→ AIM OF THE EXERCISE:
Search the entries for the line containing "Target: drainpipe". Repeat it, then every line after it, exactly through the final line.

*** Block opens ***

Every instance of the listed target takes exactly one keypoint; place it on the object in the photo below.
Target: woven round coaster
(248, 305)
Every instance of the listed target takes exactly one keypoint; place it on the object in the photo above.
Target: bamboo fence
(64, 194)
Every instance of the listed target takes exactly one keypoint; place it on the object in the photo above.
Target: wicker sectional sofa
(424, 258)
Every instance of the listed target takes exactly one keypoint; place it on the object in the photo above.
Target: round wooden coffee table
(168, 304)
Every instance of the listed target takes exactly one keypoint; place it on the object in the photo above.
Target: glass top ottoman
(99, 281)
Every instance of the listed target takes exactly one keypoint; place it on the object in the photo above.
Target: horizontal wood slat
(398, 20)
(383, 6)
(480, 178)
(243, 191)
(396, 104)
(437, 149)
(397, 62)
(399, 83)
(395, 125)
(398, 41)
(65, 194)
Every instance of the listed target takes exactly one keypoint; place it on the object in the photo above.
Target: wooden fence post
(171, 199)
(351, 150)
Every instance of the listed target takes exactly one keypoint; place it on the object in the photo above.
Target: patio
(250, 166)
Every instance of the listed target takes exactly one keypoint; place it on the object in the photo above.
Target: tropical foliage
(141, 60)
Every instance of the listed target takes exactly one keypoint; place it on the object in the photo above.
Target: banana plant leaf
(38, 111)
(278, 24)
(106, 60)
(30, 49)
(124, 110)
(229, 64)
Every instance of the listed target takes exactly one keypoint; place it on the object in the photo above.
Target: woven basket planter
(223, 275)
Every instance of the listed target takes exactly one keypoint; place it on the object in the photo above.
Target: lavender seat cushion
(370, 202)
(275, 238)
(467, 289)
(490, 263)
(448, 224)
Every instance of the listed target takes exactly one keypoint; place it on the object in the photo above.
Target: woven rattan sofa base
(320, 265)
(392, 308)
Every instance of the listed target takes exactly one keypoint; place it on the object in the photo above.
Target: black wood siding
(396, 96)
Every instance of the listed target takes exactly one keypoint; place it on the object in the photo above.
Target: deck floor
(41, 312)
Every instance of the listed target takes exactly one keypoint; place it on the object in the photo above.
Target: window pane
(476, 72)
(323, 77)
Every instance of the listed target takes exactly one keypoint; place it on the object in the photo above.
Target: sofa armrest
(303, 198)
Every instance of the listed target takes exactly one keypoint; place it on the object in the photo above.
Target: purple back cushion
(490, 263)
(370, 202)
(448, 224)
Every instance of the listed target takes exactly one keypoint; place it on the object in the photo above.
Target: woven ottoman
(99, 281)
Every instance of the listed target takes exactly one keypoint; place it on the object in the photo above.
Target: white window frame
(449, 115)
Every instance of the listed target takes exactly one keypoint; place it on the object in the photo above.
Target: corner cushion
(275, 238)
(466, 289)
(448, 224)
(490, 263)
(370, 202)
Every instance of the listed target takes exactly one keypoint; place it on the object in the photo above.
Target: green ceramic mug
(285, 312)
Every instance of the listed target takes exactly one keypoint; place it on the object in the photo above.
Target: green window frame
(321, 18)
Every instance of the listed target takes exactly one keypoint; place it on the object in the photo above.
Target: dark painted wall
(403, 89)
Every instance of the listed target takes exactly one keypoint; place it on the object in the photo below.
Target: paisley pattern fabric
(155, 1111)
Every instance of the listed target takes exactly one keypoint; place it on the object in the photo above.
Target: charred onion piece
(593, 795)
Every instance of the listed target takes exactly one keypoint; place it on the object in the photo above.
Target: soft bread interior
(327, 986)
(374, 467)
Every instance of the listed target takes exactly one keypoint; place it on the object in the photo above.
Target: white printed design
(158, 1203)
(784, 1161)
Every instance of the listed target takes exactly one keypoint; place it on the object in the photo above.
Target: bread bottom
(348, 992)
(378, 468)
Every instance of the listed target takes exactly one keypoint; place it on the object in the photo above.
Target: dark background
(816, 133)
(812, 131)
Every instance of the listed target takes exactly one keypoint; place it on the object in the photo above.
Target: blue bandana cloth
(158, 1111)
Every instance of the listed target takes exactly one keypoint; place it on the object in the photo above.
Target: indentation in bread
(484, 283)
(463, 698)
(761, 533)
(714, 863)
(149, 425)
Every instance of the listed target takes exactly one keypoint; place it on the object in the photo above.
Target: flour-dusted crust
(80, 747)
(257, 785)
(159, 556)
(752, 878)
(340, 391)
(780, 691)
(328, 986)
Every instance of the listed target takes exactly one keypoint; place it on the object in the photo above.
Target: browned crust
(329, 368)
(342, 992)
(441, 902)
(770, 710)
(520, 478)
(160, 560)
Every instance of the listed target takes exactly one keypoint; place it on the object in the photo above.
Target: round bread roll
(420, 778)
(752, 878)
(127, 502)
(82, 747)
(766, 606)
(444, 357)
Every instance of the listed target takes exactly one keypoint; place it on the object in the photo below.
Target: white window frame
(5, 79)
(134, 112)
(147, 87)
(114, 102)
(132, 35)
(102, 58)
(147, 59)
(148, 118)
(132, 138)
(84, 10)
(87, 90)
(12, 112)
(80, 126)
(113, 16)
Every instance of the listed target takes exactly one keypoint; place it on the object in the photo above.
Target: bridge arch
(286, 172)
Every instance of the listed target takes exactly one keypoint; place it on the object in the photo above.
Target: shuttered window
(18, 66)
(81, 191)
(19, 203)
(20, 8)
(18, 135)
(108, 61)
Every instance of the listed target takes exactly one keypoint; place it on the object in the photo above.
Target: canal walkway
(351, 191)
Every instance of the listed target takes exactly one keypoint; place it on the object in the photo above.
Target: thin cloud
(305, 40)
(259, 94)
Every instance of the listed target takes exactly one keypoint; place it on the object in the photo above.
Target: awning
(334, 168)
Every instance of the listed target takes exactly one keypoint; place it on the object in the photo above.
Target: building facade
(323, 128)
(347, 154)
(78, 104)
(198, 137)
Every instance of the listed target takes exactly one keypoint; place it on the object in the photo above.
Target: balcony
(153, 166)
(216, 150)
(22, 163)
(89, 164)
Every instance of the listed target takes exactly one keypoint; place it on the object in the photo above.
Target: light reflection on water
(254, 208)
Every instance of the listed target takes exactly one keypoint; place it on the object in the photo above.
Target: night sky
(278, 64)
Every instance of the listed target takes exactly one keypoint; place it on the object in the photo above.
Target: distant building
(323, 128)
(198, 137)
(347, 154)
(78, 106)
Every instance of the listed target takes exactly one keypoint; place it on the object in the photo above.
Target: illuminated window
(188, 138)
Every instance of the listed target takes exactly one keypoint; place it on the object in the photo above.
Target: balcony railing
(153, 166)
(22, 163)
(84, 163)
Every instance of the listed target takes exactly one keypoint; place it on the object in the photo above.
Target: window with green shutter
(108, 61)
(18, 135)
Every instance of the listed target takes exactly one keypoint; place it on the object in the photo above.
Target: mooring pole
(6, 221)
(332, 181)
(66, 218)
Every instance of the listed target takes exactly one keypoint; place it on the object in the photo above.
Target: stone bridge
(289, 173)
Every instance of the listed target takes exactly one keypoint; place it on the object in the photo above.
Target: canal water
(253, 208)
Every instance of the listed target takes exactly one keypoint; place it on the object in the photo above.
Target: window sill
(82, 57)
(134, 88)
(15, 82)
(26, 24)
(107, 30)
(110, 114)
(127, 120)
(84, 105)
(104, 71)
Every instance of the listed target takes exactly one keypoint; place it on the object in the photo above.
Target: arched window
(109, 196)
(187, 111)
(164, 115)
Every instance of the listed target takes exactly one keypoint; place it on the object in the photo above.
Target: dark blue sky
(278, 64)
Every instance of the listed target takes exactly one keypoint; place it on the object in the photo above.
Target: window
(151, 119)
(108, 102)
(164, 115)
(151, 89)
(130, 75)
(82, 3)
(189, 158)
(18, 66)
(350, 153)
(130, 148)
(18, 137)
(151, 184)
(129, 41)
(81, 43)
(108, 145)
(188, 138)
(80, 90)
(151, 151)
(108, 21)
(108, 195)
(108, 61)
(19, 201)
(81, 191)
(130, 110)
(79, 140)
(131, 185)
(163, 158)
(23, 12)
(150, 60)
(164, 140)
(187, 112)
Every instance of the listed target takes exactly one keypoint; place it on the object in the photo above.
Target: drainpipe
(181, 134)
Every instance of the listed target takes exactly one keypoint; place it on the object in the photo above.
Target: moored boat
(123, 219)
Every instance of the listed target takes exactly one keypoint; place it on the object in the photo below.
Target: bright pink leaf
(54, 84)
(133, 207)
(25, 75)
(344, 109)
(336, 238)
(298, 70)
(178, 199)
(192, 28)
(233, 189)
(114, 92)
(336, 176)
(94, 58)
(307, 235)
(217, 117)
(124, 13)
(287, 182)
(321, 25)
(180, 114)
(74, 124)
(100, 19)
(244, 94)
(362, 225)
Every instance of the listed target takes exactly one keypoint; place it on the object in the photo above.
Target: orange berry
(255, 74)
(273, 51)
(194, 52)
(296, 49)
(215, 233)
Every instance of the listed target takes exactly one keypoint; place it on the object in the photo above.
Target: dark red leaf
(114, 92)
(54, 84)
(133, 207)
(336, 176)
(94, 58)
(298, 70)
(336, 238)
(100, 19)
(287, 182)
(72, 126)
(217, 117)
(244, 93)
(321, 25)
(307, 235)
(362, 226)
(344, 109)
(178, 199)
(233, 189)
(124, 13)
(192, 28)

*** Block closes ***

→ SOLUTION TO THE EXERCISE:
Target: drainpipe
(181, 134)
Every instance of the listed target takes exactly one keypoint; place it on the object in the photo above.
Target: moored boat
(123, 219)
Every instance of the listed target takes exactly one keypoint; place it on the object in the photo below.
Target: bright pink leaf
(54, 84)
(133, 207)
(25, 75)
(344, 109)
(336, 238)
(298, 70)
(178, 199)
(192, 28)
(233, 189)
(114, 92)
(336, 176)
(94, 58)
(307, 235)
(217, 117)
(124, 13)
(287, 182)
(321, 25)
(180, 114)
(74, 124)
(100, 19)
(244, 94)
(362, 225)
Every instance of the listed target takes exactly one keypoint; place it on the object in the photo above.
Target: orange berry
(255, 74)
(273, 51)
(194, 52)
(296, 49)
(215, 233)
Every instance of the listed target takes exactly one keypoint; place it on the object in the photo above.
Target: dark red leaf
(114, 92)
(54, 84)
(133, 207)
(336, 176)
(94, 58)
(298, 70)
(336, 238)
(100, 19)
(287, 182)
(72, 126)
(217, 117)
(244, 93)
(321, 25)
(307, 235)
(362, 226)
(344, 109)
(178, 199)
(233, 189)
(124, 13)
(192, 28)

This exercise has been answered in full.